■ **ОБЯЗАТЕЛЬНЫЕ ЗАДАНИЯ**
- 1) Переведите на английский язык предложение из текста о делении людей на категории: «Если представить, что мир ― огромный рынок, то я делю его на тех, кто продаёт, и тех, кто покупает.»
- 2) Перечислите все пары категорий, взятые в кавычки, которые приводятся в тексте о делении людей на категории.
- 3) Продолжите, пожалуйста, текст о делении людей на категории после его последнего предложения.

■ **ФРАГМЕНТ ТЕКСТА**
○ ○ ○ ○ ○ ○ ○
«Cause just one voice is not enough,
I need to hear from everyone,
And even when I’m dead and gone,
I’m hopin’ someone’s singing along.
Так или иначе, но каждый делит людей на какие-то категории. «Свои» и «чужие». «Чёрные» и «белые». «Экстраверты» и «интроверты». «Я» и «все остальные». Признаётся человек или нет, но в уме он непроизвольно сортирует мир по полкам, которые построило его мышление, ― и это на самом деле неплохо определяет его мировоззрение.
Я делю мир… сложно объяснить, как я его делю, и в то же время нет ничего проще. Если представить, что мир ― огромный рынок, то я делю его на тех, кто продаёт, и тех, кто покупает. Если представить, что мир ― это театр, то я делю его на тех, играет на сцене, и тех, кто наблюдает в зрительском зале. Конечно, за свою жизнь человек не может придерживаться только одной категории, он не может быть исключительно тем, кто даёт, и в определённой ситуации он становится тем, кто забирает, так и поддерживается жизненное равновесие. Но всё-таки, с возрастом, пожалуй, каждый понимает, что же всё-таки получается у него лучше: создавать что-то или пользоваться этим.
○ ○ ○ ○ ○ ○ ○
■ **СОБРАННЫЕ ДАННЫЕ**
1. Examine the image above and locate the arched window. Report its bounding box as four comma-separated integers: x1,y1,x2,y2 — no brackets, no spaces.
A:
○ ○ ○ ○ ○ ○ ○
■ **ОТВЕТЫ НИЖЕ**
- 1) If you imagine that the world is a huge market, then I divide it into those who sell and those who buy.

- 2)
«Свои» и «чужие»
«Чёрные» и «белые»
«Экстраверты» и «интроверты»
«Я» и «все остальные»

- 3)
Я всегда мечтала принадлежать к первым. Ещё до того, как осмыслила это. Так уж сложилось, что слушатель из меня на троечку с натяжкой, а вот говорить выходить не так уж и плохо. Читая книгу, я всё время пытаюсь встать на место автора и хозяина этого придуманного мира, а не читателя, который впитывает страницы. И получать подарки я не очень-то люблю, гораздо больше мне по душе их дарить. Но как бы я ни старалась покинуть категорию «принимающих/поглощающих/наблюдающих» и официально наконец-то причислить себя к противоположной стороне, пока ещё у меня этого не вышло. Так я считаю в данную минуту, по крайней мере.
Мне уже далеко не один врач сказал, что пение даёт положительную динамику в борьбе с раком, и взялись мы с мамой тащить из меня все возможные ноты. Она даёт мне задание в виде одной из своих любимых композиций, а я старательно пытаюсь её воспроизвести, помогая себе хлопками ладоней, щелчками пальцев и иногда стуком карандашей по столу вместо барабанных палочек. С трудом выходит выжать хотя бы десятую долю желаемого звука, но, несмотря на то, что мама ― слушатель строгий и всегда просит стараться лучше, она меня ещё пока не ругала. Подозреваю, что мне делают скидки.
Так и эдак я думала, как же заставить меня петь лучше и на каком уровне необходимо перекроить мой голос, чтобы он звучал пристойно. Встреть я тебя в нынешнем году в Москве, ты бы точно не отделался от вопроса, остались ли ещё красивые голоса там, где ты приобретал свой.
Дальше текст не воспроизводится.